__SELECTED TEXT__:
****************************************
I'm trying to use O_EXCL with O_CREAT in a call to open() from an HPC/iX
[ie, CCXL] program on MPE 7.0(Exp1).  [Some background:  O_EXCL is an option
used on Unix systems in conjunction with O_CREAT to tell open() to create
the file being opened and fail if it already exists.  Without O_EXCL the
O_CREAT option indicates to create the file if it doesn't exist and open it
in either case.]  The O_EXCL option for open() doesn't seem to appear in the
HPC/iX Library Reference Manual (E1092) for some reason, though it's defined
in FCNTL.H.SYS if _POSIX_SOURCE is defined.

I'm trying to create and open a new permanent file as a FILE* stream for use
as an application log file, but I want the open to fail if the file already
exists so I can detect the presence of the existing log file.  Using
O_EXCL|O_CREAT should work and provides an atomic operation of testing for a
pre-existing file and creating/opening it.  I can check to see if the file
exists before opening it, but that opens the potential for a race condition.

The code I'm testing at the moment uses open() to create/open the file, then
uses dup() to create a second file descriptor handle which it then converts
to a FILE* stream via fdopen() so I can use fprintf() with it.  At the end
of access, I call fclose() on the stream and then call the FCLOSE()
****************************************
__EXERCISE TASK A__:
Return the O_EXCL text in full, word for word.
These records are unrelated to the O_EXCL text.

Entries drawn from a collection:
****************************************
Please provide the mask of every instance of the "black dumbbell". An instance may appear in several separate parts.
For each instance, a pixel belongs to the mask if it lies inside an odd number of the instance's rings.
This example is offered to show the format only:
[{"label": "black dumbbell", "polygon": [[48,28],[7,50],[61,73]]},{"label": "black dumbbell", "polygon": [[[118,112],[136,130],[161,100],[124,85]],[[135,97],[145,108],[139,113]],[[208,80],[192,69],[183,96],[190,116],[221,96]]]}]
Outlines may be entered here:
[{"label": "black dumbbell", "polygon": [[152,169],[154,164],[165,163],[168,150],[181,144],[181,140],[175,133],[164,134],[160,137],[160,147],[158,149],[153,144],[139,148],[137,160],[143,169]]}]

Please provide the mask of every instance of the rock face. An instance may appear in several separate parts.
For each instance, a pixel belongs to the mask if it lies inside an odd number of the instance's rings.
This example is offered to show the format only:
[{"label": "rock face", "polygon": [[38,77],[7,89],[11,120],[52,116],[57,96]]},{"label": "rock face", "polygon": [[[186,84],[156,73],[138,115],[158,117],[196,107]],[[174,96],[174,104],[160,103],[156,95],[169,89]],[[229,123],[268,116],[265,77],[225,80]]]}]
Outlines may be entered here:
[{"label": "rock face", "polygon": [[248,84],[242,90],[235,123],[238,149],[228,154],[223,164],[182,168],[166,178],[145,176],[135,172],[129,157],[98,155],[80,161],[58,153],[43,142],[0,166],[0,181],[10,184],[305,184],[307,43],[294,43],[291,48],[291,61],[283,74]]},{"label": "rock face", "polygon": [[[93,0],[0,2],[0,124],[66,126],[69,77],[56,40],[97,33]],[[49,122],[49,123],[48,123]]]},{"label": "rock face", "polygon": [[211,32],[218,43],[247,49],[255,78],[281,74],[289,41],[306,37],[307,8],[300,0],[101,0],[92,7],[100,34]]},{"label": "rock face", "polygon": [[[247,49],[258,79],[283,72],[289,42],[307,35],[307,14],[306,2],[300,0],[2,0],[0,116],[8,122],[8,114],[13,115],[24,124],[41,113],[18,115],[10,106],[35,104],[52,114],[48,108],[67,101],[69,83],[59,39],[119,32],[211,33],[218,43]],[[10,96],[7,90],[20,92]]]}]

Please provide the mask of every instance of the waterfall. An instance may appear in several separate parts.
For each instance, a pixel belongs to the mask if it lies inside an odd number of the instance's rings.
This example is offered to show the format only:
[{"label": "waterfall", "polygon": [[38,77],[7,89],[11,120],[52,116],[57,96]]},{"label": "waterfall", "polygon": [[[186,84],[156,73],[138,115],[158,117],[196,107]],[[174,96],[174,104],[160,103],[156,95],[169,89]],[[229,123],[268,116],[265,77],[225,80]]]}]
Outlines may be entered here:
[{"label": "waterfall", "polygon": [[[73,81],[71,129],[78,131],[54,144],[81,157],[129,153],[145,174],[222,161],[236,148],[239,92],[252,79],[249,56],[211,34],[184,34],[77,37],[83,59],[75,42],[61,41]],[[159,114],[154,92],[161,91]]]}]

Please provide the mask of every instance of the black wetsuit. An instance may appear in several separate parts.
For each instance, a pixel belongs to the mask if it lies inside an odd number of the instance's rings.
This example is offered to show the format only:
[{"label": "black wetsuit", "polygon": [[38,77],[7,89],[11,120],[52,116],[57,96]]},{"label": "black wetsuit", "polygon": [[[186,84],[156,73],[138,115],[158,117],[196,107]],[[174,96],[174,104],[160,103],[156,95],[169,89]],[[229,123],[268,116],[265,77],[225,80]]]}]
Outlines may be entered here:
****************************************
__EXERCISE TASK B__:
Retype the records from the line with "Please provide the mask of every instance of the black" through the end of the records.

__WORKED ANSWER A__:
I'm trying to use O_EXCL with O_CREAT in a call to open() from an HPC/iX
[ie, CCXL] program on MPE 7.0(Exp1).  [Some background:  O_EXCL is an option
used on Unix systems in conjunction with O_CREAT to tell open() to create
the file being opened and fail if it already exists.  Without O_EXCL the
O_CREAT option indicates to create the file if it doesn't exist and open it
in either case.]  The O_EXCL option for open() doesn't seem to appear in the
HPC/iX Library Reference Manual (E1092) for some reason, though it's defined
in FCNTL.H.SYS if _POSIX_SOURCE is defined.

I'm trying to create and open a new permanent file as a FILE* stream for use
as an application log file, but I want the open to fail if the file already
exists so I can detect the presence of the existing log file.  Using
O_EXCL|O_CREAT should work and provides an atomic operation of testing for a
pre-existing file and creating/opening it.  I can check to see if the file
exists before opening it, but that opens the potential for a race condition.

The code I'm testing at the moment uses open() to create/open the file, then
uses dup() to create a second file descriptor handle which it then converts
to a FILE* stream via fdopen() so I can use fprintf() with it.  At the end
of access, I call fclose() on the stream and then call the FCLOSE()

__WORKED ANSWER B__:
Please provide the mask of every instance of the black wetsuit. An instance may appear in several separate parts.
For each instance, a pixel belongs to the mask if it lies inside an odd number of the instance's rings.
This example is offered to show the format only:
[{"label": "black wetsuit", "polygon": [[38,77],[7,89],[11,120],[52,116],[57,96]]},{"label": "black wetsuit", "polygon": [[[186,84],[156,73],[138,115],[158,117],[196,107]],[[174,96],[174,104],[160,103],[156,95],[169,89]],[[229,123],[268,116],[265,77],[225,80]]]}]
Outlines may be entered here:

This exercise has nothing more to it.